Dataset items

___

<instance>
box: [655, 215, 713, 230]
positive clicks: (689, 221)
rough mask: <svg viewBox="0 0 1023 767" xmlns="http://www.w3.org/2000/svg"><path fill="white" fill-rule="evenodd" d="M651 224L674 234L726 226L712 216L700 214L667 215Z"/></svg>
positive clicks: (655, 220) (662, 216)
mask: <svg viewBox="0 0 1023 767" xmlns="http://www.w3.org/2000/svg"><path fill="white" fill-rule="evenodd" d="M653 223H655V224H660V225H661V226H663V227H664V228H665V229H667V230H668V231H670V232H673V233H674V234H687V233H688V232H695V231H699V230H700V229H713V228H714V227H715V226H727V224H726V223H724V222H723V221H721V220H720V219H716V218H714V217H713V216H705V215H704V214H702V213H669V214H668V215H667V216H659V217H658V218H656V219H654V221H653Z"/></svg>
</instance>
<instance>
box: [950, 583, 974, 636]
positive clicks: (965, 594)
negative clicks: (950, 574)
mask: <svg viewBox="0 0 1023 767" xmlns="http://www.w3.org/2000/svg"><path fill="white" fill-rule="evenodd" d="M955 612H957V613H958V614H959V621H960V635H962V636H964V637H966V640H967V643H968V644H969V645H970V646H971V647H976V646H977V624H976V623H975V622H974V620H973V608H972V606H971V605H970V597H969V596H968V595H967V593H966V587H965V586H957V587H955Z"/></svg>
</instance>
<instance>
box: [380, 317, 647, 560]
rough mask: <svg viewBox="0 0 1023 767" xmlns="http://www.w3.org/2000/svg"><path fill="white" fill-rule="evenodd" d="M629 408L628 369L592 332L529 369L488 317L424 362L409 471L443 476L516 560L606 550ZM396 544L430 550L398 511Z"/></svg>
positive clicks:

___

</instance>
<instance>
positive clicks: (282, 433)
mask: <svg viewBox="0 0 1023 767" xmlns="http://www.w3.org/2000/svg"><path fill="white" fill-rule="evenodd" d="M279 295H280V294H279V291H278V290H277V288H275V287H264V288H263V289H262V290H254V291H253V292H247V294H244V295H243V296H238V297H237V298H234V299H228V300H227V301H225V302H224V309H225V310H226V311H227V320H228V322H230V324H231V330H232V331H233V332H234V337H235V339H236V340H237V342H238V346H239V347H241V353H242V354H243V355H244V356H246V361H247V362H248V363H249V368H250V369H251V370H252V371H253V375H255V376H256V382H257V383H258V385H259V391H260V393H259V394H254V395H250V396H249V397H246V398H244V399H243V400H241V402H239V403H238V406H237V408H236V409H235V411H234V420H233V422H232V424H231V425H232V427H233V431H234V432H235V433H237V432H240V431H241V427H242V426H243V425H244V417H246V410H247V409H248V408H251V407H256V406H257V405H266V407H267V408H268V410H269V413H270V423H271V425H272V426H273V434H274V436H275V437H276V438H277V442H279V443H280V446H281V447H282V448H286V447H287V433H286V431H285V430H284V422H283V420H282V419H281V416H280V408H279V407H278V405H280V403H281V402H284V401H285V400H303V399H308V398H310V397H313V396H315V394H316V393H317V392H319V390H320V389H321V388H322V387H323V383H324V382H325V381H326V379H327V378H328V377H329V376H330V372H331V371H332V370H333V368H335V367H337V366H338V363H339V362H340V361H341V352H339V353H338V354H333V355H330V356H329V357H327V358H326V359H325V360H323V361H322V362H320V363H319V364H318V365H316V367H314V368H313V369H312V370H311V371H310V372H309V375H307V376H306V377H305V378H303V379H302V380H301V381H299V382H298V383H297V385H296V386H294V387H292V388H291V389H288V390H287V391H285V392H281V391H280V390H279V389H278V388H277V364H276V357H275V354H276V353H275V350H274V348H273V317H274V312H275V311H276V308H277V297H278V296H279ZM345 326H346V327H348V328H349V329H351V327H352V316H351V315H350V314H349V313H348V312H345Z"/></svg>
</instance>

___

## Your instructions:
List every line of the records that contains the word "positive", matching its case exactly.

## Your response:
positive clicks: (689, 221)
positive clicks: (655, 220) (662, 216)
positive clicks: (965, 594)
positive clicks:
positive clicks: (282, 433)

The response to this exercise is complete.